# [The problem]
Which lines of the listing hold the string "point"? Show each of them.

******************************

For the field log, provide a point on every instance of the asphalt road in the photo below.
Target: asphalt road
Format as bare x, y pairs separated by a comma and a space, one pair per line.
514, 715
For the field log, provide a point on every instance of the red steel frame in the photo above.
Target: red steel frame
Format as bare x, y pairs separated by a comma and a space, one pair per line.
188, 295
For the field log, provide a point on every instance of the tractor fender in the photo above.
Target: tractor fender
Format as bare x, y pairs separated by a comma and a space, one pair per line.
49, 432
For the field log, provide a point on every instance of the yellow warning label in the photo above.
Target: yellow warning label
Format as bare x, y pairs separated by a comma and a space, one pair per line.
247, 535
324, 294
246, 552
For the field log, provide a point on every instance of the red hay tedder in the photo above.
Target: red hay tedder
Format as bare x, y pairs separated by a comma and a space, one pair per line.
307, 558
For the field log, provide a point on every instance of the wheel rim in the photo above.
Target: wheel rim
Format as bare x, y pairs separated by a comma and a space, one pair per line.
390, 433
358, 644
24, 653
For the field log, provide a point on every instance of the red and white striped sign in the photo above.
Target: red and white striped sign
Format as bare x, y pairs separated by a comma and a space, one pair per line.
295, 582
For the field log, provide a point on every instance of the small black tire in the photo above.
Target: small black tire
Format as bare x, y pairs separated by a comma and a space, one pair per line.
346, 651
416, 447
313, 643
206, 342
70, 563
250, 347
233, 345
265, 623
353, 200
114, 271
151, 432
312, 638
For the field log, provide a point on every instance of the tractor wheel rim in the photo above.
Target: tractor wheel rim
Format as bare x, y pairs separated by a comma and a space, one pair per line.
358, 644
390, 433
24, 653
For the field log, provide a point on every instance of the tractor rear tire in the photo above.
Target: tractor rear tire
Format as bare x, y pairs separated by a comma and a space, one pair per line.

******************************

# [Exercise response]
For the field log, provide a point on every instance of the asphalt road in the photo below.
For the field log, provide a point on every instance of the red steel frame in the photo above.
For the field log, provide a point on every instance of the tractor fender in the photo above.
For the field log, provide a point on every instance of the yellow warning label in the photo above.
For the field log, provide a point on every instance of the red hay tedder in the photo above.
For the field log, provide a point on every instance of the wheel rim in the photo above.
For the field log, provide a point on every instance of the red and white striped sign in the photo above.
For the field log, provide a point on every instance of the small black tire in the photo above.
For the field log, provide a point on every instance of the tractor wheel rim in the photo above.
For the field log, provide a point on every instance of the tractor rear tire in the photo above.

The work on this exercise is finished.